- [Dataset content]:
────────

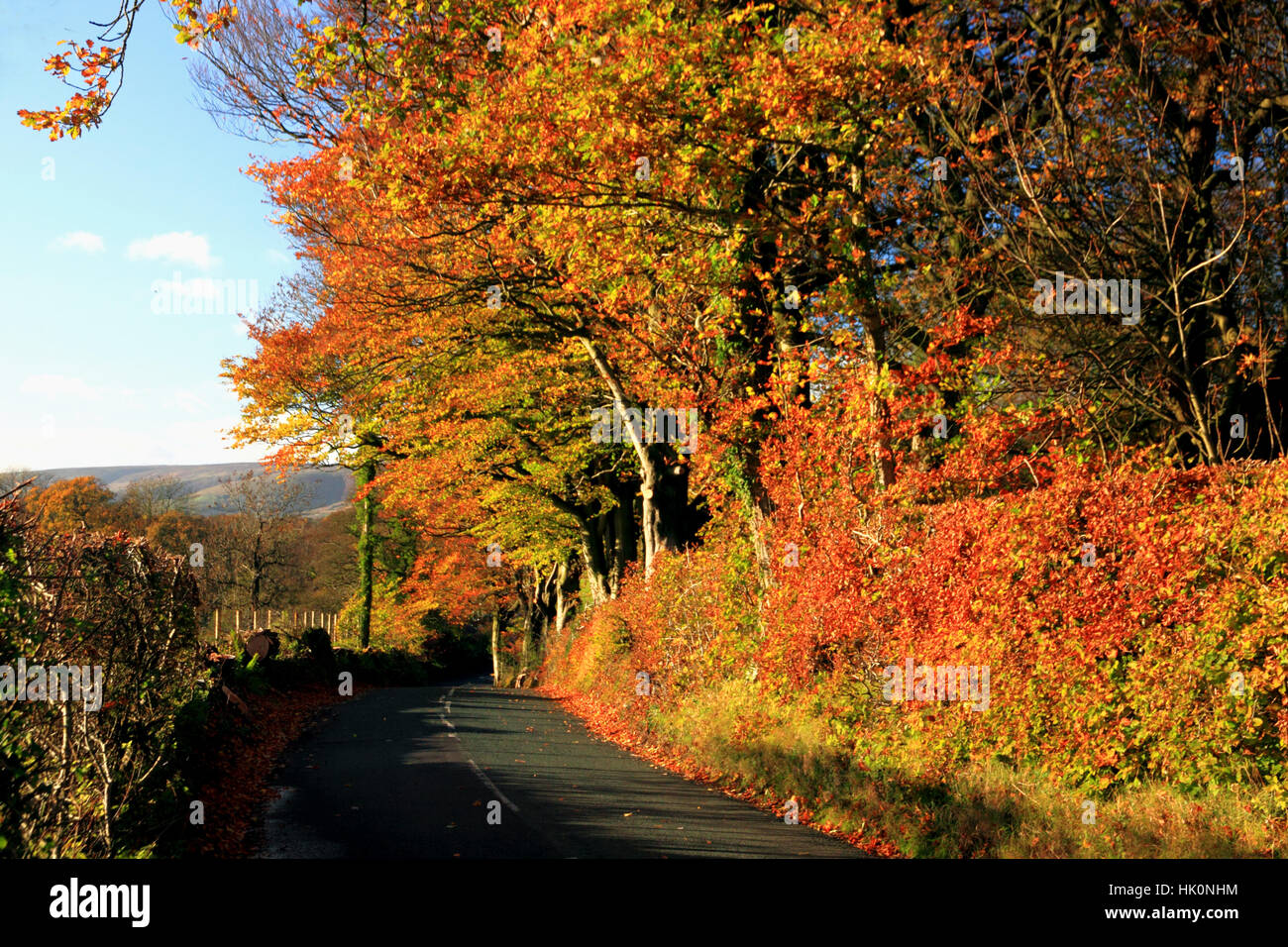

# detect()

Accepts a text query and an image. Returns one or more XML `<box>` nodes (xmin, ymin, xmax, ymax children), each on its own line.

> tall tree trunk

────────

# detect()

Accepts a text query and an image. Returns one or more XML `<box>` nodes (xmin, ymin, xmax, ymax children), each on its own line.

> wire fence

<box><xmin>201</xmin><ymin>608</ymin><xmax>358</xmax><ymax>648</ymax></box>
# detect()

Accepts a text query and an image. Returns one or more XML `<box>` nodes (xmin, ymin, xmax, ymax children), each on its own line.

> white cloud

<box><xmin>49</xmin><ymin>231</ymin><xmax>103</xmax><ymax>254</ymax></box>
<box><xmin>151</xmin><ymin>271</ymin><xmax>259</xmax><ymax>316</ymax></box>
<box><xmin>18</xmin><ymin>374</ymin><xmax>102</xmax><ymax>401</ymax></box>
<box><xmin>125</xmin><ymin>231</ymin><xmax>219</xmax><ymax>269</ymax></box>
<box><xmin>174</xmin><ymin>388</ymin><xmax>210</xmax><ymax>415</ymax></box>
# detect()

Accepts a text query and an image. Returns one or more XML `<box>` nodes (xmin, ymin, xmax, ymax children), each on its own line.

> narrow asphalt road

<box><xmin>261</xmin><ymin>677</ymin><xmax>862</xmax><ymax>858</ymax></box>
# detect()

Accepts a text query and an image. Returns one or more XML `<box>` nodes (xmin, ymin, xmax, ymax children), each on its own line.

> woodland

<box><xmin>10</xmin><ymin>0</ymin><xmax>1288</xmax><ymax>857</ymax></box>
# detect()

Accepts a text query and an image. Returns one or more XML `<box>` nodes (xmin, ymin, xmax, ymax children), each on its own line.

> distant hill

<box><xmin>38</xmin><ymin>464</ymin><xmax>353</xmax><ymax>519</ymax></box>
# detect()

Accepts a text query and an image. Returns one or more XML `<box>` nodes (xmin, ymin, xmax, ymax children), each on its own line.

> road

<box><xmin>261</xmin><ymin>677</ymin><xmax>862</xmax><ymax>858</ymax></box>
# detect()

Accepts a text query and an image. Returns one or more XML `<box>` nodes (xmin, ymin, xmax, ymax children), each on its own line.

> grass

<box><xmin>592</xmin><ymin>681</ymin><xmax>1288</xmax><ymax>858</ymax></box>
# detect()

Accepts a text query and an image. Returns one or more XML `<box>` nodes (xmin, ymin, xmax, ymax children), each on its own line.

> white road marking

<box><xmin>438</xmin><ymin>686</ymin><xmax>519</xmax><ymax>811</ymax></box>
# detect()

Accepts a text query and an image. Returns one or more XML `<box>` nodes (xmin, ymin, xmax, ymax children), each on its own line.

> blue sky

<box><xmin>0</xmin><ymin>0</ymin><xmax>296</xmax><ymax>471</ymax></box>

────────

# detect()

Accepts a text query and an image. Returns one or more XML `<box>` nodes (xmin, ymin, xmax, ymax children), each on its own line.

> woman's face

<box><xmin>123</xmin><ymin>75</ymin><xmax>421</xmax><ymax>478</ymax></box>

────────

- [Exercise brief]:
Filter the listing above, copying each line that contains the string "road". Case counts.

- [Answer for this exercise]:
> narrow asphalt road
> road
> white road marking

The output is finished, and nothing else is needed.